■ Extrait ■
□ □ □ □ □ □ □

A quel moment peut-on introduire le référé précontractuel ?

Le champ temporel du référé précontractuel se trouve encadré par deux limites, la première consistant dans le premier acte de la procédure de publicité et de mise en concurrence (généralement la publication de l’avis de publicité), la seconde dans son dernier acte, matérialisé par la signature du contrat par la personne publique. Cette signature emporte extinction de la possibilité d’introduire un référé précontractuel.

Que faire si la personne publique signe le marché ?

Dans tous les cas, la signature du marché (sauf hypothèse rare d’inexistence) empêche le juge des référés précontractuels de statuer. Il convient alors d’utiliser d’autre recours, comme le recours Tropic visant à obtenir l’annulation du contrat ou le référé contractuel, en particulier lorsque le contrat a été signé en violation des délais de standstill éventuellement applicables. La personne publique doit respecter un délai (11 ou 16 jours en matière d’appel d’offres) entre la date d'envoi du courrier de rejet et la signature du marché. Ce délai n'est pas obligatoire pour les marchés passés en procédure adaptée.

Quelle forme doit prendre la requête ?

Matériellement, la requête doit comprendre les motifs de fait (les circonstances de l’espèce) et de droit (les moyens juridiques démontrant l’existence d’un vice) justifiant la demande du concurrent évincé. La requête doit également comprendre des conclusions explicites c’est-à-dire des conclusions tendant, en principe, à l’annulation totale ou partielle de la procédure contestée (ou à la prescription des mesures nécessaires pour régulariser les vices identifiés). La requête doit être également accompagnée d’un timbre fiscal à 35 euros.

Où adresser sa requête ? quel tribunal ?

La requête doit être adressée – dans l’idéal par télécopie doublée d’un courrier – au greffe du tribunal administratif territorialement compétent, c’est-à-dire celui du siège de l’acheteur public. En principe, ce dernier aura pris le soin, dans son avis de publicité, de préciser la juridiction compétente. Il convient également, pour s’assurer de l’interruption des délais de signature des contrats, d’adresser copie du recours à la collectivité attaquée.

Le ministère d’avocat est-il obligatoire ?

Le ministère d’avocat n’est pas obligatoire mais est toutefois conseillé dans l’hypothèse où le requérant ne dispose pas de compétences juridiques avérées dans la matière objet du contentieux. Le recours à un avocat peut se faire en cours de procédure.

Quels sont les moyens possibles ?

Le juge des référés n’étant juge que de la procédure de passation suivie, seuls les moyens afférents à la violation des obligations de publicité et de mise en concurrence sont invocables. Concrètement, peuvent donc être discutés devant le juge des référés les moyens tenant, par exemple, à l’insuffisance des procédures de publicité mises en œuvre (absence de publicité communautaire pour un appel d’offres), à la régularité de la composition des commissions intervenant dans le processus de choix (présence de membres en surnombre ou intéressés), à la violation du principe d’égalité dans la mise en œuvre des éventuelles négociations (absence de négociation similaire entre les candidats admis à la discussion) ou encore aux modalités d’information et d’application des critères de choix (absence d’affichage dans le DCE des sous-critères de sélection). Compte tenu de la nécessité de démontrer désormais l’existence d’une lésion, ce dernier moyen constitue le plus souvent un argument généralement central de tout référé précontractuel.

□ □ □ □ □ □ □

■ Entrées de placement de points ■

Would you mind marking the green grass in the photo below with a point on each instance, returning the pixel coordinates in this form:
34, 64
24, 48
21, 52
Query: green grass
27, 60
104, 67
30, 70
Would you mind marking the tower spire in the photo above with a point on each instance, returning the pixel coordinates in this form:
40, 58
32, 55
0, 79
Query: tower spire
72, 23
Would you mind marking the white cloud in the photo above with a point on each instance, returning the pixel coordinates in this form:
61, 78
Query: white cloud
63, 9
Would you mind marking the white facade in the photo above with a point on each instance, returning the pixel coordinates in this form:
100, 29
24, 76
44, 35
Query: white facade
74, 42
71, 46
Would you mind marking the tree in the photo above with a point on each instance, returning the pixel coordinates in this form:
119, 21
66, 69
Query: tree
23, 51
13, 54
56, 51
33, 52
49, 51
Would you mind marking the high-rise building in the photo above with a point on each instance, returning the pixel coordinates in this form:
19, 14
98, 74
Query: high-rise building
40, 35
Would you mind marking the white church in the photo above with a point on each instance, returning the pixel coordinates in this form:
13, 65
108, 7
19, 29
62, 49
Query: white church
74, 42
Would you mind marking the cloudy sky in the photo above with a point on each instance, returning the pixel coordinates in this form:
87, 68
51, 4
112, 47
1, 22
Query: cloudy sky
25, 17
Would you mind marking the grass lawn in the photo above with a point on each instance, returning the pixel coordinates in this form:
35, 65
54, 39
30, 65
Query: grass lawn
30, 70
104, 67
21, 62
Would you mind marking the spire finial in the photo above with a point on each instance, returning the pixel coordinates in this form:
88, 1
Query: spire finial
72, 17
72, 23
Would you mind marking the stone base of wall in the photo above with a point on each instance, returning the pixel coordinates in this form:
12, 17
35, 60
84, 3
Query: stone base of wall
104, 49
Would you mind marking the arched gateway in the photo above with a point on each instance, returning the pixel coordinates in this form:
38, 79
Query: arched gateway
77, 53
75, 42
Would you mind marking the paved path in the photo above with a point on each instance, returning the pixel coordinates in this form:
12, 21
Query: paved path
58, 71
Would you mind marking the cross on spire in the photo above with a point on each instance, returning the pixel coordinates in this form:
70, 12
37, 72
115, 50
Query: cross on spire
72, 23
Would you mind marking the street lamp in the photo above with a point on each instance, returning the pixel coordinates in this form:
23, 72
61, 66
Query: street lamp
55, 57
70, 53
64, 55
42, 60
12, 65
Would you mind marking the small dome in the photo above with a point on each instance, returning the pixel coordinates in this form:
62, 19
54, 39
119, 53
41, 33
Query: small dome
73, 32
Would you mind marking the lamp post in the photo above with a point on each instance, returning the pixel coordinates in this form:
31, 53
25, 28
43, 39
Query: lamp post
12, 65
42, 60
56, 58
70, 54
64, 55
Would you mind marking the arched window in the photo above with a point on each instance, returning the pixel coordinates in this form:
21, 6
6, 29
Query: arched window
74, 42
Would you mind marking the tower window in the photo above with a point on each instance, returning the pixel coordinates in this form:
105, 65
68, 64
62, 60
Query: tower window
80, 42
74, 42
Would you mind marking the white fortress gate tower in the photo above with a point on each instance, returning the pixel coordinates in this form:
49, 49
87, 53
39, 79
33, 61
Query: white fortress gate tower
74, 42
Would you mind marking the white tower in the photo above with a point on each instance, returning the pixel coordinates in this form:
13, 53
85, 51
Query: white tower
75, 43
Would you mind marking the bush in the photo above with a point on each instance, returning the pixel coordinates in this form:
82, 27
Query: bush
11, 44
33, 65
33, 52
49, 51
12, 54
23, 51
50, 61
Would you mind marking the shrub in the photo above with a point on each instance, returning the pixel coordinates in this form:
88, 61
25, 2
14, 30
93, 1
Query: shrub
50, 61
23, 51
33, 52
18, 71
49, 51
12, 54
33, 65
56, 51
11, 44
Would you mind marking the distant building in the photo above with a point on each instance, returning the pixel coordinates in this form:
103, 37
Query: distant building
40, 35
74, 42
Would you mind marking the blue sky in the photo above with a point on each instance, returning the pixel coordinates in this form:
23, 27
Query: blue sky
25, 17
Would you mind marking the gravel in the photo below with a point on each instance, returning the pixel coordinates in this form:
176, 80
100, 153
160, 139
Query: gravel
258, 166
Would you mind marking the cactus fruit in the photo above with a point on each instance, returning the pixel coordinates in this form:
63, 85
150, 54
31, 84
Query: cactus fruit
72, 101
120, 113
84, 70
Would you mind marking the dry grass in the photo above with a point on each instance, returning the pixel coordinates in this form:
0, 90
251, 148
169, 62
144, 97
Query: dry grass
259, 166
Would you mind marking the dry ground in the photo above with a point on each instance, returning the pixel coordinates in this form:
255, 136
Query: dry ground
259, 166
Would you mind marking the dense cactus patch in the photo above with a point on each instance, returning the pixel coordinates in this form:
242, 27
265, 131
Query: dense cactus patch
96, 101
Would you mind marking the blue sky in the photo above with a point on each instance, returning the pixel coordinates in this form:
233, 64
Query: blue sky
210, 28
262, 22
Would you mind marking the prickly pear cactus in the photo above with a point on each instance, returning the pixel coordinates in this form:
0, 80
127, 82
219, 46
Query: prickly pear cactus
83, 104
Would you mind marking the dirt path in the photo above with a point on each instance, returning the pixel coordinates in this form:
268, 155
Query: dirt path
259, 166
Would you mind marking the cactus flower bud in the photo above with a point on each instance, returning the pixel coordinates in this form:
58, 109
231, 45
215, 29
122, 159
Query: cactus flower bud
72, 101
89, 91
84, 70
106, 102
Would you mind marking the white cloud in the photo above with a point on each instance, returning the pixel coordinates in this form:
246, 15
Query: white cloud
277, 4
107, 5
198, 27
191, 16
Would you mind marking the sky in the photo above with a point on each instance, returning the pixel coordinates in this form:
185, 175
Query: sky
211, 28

□ □ □ □ □ □ □

■ Vos consignes ■
- A) Recopiez les six intertitres en forme de question qui découpent l'extrait sur le référé précontractuel.
- B) Combien de lignes des entrées contiennent la chaîne « facade » ? Répondez uniquement par le nombre.
L'extrait et les entrées n'ont aucun lien entre eux.

■ Corrigé ■
- A)
A quel moment peut-on introduire le référé précontractuel ?
Que faire si la personne publique signe le marché ?
Quelle forme doit prendre la requête ?
Où adresser sa requête ? quel tribunal ?
Le ministère d'avocat est-il obligatoire ?
Quels sont les moyens possibles ?

- B) 2